Object pointing dataset rows:
+===+

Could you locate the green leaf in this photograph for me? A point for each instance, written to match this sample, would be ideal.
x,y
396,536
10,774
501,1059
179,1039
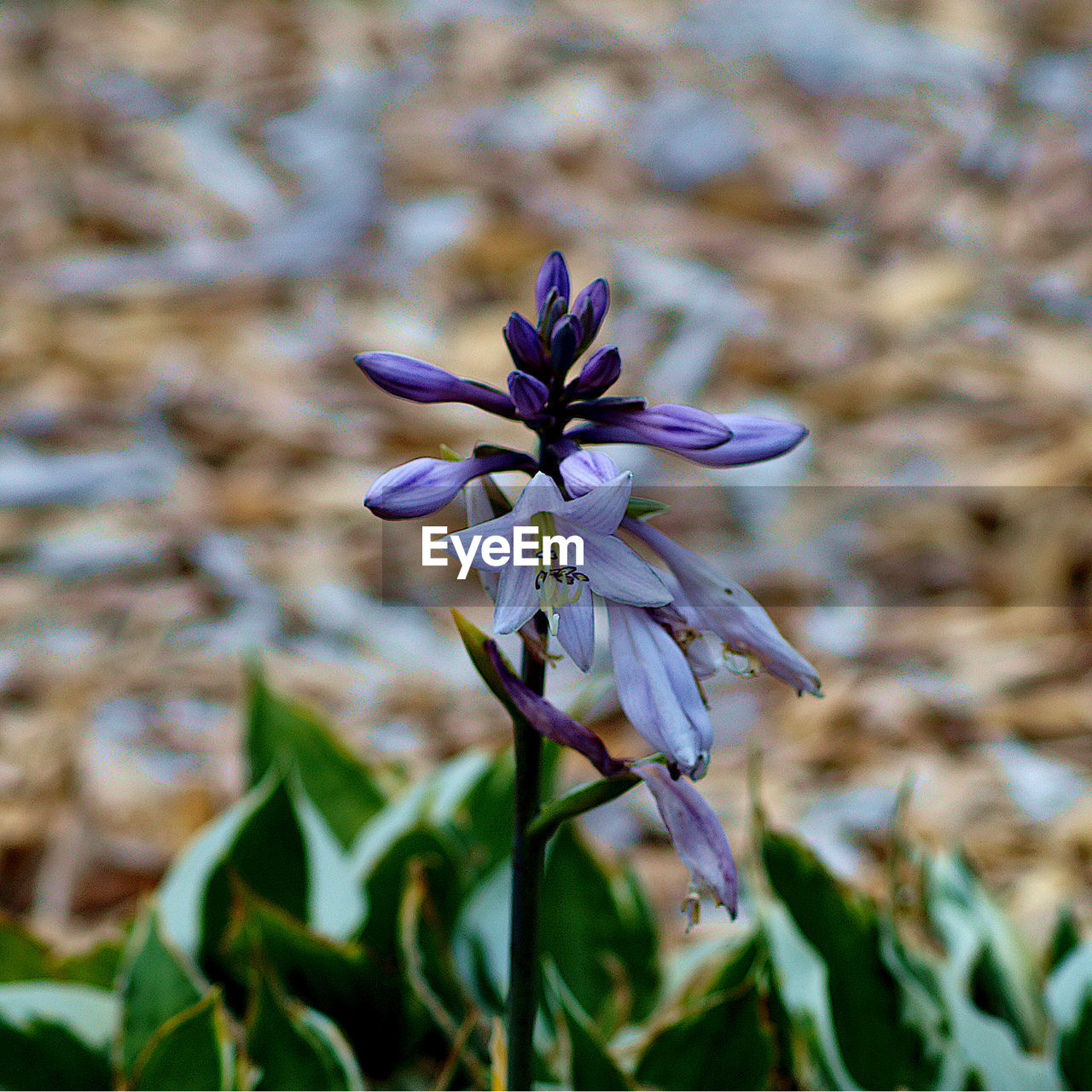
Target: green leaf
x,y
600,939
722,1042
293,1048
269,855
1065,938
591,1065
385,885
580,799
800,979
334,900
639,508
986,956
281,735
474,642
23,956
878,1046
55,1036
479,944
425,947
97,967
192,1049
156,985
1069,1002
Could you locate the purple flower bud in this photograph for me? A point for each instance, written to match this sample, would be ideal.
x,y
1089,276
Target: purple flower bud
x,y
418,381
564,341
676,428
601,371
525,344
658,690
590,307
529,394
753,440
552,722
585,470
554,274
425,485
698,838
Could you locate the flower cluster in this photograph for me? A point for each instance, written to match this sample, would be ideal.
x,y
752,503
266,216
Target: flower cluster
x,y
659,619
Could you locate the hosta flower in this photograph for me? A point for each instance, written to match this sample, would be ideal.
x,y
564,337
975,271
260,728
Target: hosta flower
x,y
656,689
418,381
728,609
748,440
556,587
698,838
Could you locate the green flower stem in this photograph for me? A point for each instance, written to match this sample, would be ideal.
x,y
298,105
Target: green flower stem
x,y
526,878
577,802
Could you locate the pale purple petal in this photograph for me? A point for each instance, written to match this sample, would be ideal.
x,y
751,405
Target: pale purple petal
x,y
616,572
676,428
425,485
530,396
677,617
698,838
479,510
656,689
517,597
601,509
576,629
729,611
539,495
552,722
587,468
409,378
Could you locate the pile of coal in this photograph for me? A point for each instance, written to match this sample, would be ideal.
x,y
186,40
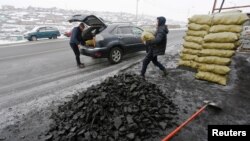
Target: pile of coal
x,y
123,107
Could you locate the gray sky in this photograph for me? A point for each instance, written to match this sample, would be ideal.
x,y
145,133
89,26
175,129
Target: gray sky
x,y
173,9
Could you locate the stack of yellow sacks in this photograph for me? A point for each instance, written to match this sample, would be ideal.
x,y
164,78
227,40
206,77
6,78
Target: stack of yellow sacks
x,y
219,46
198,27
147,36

+===+

## [TASK DESCRIPTION]
Reproduce all of the items above verbatim, omitting the pictures.

## [SOLUTION FOR THIS TASK]
Could you locate the green leaf in this photograph for me? A point for each instance, written to match this sample, would be ideal.
x,y
396,536
10,774
501,1059
179,1039
Target: green leaf
x,y
600,939
722,1042
293,1048
269,855
1065,938
591,1065
385,885
580,799
800,979
334,900
639,508
986,956
281,735
474,642
23,956
878,1046
55,1036
479,944
425,947
97,967
192,1049
156,985
1069,1002
Could you locate the purple flower bud in this photograph for me? A point for each instance, written to match this sample, would be ideal.
x,y
1089,276
Target: purple flower bud
x,y
418,381
564,341
676,428
601,371
525,344
658,690
590,307
529,394
753,440
552,722
585,470
554,274
425,485
698,838
Could you locate the flower cluster in this photograph for me? A point for each instance, written to match this sample, would be ideal.
x,y
752,503
266,216
Target: flower cluster
x,y
659,619
Could you locate the hosta flower in this photograph for me? A point for each instance, written to match this sample, would be ideal.
x,y
564,337
975,271
260,728
Target: hosta flower
x,y
656,689
418,381
728,609
748,440
556,587
698,838
Could you locate the green flower stem in this photograph for me? A point for each instance, written to match this sample, would be ideal.
x,y
298,105
Target: green flower stem
x,y
526,878
577,802
Could you locate the pale purple petal in this photograph for me? A point for each instance, written to match this sample, would be ideal.
x,y
751,405
Target: pale purple petal
x,y
616,572
676,428
425,485
530,396
677,617
698,838
479,510
656,689
517,597
601,509
576,629
729,611
539,495
552,722
587,468
409,378
Could you locate the pile of coal in this photograph for me? A point for each instance, written to match this sample, would be ideal.
x,y
186,40
Target: pile of coal
x,y
123,107
Could you locate the gray sky in this photograph for me? A point for each instance, written to match this sample, would be ideal.
x,y
145,133
89,26
175,129
Target: gray sky
x,y
173,9
Could you locate the stack of yellow sacks in this photograph for me? A point for each instance, written to match this sample, would be ideal.
x,y
164,78
227,40
206,77
6,78
Target: stack of yellow sacks
x,y
219,46
198,27
147,36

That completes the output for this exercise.